» **Set problem**: Write out the lines below verbatim, everything from the first line of the entries down to and including the line that contains "[116,114,331,188]".

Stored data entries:
-=-=-=-=-
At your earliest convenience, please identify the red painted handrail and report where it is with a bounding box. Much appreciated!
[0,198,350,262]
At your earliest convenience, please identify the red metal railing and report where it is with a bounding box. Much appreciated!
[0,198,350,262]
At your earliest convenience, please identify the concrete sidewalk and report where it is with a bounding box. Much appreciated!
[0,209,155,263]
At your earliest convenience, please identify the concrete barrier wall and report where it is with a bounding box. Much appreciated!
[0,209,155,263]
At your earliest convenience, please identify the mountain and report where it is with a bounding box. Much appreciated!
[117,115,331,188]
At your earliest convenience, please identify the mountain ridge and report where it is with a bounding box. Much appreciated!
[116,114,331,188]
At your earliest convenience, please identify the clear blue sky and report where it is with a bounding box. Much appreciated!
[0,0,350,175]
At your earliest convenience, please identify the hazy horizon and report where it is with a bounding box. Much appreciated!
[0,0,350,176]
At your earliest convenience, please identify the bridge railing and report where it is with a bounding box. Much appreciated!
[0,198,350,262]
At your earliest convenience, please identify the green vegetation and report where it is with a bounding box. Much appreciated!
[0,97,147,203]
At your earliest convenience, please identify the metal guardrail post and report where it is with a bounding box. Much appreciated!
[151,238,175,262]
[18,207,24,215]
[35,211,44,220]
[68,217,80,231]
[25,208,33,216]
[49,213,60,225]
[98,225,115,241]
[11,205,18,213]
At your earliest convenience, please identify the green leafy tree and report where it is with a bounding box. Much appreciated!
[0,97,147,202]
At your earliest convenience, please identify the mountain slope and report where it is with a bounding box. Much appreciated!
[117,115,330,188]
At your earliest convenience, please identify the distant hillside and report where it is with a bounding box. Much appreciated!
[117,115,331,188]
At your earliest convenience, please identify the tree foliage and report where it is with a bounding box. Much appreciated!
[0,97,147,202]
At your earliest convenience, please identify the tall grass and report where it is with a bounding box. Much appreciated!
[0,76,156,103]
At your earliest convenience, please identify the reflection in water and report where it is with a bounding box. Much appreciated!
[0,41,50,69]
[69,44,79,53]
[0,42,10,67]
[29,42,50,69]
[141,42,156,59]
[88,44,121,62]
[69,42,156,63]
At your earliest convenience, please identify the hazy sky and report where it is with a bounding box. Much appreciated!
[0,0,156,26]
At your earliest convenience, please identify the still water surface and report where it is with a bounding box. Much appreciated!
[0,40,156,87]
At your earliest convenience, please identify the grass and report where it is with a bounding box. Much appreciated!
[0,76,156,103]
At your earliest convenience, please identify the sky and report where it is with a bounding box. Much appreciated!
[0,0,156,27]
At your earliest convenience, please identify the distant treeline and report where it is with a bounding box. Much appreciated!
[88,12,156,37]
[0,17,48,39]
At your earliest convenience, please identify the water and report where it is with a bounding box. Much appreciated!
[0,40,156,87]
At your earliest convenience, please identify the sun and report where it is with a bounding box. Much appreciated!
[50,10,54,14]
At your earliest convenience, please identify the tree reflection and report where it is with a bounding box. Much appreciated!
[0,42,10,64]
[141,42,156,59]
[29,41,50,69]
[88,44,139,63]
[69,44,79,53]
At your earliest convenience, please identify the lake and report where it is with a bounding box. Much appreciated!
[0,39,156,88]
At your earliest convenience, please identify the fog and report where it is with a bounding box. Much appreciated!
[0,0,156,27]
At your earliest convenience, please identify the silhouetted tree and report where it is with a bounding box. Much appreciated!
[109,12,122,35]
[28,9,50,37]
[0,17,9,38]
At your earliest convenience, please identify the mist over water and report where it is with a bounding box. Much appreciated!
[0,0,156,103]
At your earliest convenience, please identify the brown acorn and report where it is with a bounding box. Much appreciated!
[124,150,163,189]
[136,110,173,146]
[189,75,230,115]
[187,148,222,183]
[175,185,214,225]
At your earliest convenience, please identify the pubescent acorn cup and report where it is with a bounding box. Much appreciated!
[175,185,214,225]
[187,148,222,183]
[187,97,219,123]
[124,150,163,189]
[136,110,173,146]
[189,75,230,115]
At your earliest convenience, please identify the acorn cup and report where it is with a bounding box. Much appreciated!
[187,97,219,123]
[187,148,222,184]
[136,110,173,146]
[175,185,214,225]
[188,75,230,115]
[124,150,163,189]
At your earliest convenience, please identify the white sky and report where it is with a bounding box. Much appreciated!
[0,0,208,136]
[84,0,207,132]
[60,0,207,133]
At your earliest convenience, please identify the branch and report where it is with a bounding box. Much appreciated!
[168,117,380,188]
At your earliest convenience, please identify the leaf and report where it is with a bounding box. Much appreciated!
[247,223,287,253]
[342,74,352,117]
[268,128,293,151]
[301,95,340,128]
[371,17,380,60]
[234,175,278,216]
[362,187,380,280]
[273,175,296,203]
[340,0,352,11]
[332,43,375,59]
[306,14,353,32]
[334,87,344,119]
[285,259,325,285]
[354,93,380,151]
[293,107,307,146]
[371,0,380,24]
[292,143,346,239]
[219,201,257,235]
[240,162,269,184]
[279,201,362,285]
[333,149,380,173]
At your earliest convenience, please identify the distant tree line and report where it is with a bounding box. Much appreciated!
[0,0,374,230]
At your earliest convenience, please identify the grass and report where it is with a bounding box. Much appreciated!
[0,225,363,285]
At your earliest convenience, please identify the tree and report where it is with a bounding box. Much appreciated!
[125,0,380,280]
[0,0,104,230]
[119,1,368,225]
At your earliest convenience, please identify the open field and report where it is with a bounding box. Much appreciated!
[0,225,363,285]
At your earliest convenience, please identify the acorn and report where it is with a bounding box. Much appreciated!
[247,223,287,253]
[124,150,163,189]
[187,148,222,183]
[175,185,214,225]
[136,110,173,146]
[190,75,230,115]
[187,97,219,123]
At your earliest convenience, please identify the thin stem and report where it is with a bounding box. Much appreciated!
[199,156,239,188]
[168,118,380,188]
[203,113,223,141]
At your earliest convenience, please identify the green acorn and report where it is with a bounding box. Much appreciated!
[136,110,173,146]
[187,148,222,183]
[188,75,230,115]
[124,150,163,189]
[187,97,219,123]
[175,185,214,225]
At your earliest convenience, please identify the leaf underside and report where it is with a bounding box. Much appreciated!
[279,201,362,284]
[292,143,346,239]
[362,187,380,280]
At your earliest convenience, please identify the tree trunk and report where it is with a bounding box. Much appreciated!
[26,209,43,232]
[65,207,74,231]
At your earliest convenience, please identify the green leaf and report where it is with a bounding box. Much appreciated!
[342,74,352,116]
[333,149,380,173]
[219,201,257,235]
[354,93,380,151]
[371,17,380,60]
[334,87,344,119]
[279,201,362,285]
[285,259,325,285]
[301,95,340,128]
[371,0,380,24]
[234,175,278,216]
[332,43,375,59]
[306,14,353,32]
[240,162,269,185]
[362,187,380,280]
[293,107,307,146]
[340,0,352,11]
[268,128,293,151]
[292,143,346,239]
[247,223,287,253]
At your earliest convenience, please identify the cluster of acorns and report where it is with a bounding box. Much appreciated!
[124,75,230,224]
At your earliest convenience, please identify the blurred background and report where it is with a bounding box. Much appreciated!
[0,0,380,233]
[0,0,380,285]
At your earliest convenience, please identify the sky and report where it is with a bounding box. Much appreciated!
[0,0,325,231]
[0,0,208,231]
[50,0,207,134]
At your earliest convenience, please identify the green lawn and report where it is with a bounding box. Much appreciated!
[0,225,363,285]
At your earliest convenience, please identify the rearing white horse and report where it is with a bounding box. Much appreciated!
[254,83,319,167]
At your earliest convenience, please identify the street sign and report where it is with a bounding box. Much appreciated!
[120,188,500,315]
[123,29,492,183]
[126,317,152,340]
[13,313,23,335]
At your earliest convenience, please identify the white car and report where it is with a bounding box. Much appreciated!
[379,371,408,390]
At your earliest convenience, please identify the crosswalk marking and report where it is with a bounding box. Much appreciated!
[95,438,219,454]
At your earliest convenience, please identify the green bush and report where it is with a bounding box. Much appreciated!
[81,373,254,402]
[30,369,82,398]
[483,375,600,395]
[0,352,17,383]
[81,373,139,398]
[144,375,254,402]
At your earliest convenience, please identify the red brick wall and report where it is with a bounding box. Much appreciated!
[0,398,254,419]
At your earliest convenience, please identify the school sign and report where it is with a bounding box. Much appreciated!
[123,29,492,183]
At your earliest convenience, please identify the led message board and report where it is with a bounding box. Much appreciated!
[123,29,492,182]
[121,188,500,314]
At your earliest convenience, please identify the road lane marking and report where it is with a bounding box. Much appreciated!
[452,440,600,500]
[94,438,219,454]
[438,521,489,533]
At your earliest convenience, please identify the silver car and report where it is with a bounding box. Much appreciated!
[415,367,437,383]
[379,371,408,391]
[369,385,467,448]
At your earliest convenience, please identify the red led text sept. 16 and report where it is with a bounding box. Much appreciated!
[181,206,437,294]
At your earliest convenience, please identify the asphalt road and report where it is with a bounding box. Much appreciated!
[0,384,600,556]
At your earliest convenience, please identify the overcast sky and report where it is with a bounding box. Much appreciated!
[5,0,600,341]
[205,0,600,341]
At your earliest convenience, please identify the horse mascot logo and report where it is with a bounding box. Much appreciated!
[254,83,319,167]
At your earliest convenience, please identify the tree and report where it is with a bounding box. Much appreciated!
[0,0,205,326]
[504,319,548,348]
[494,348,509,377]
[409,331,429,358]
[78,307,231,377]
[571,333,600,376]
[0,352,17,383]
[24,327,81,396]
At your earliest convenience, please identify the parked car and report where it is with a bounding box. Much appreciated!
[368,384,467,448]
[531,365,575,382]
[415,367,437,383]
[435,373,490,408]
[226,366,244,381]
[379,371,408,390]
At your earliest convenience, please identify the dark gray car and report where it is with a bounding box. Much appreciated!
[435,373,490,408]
-=-=-=-=-
» **Full response**:
At your earliest convenience, please identify the red painted handrail and report where it is with a bounding box. Much appreciated!
[0,198,350,262]
At your earliest convenience, please identify the red metal railing and report where it is with a bounding box. Much appreciated!
[0,198,350,262]
At your earliest convenience, please identify the concrete sidewalk and report where it is with a bounding box. Much appreciated!
[0,209,155,263]
At your earliest convenience, please identify the concrete barrier wall and report where it is with a bounding box. Much appreciated!
[0,209,155,263]
At your earliest convenience, please identify the mountain and report where it is with a bounding box. Much appreciated!
[117,115,331,188]
At your earliest convenience, please identify the mountain ridge and report where it is with a bounding box. Much appreciated!
[116,114,331,188]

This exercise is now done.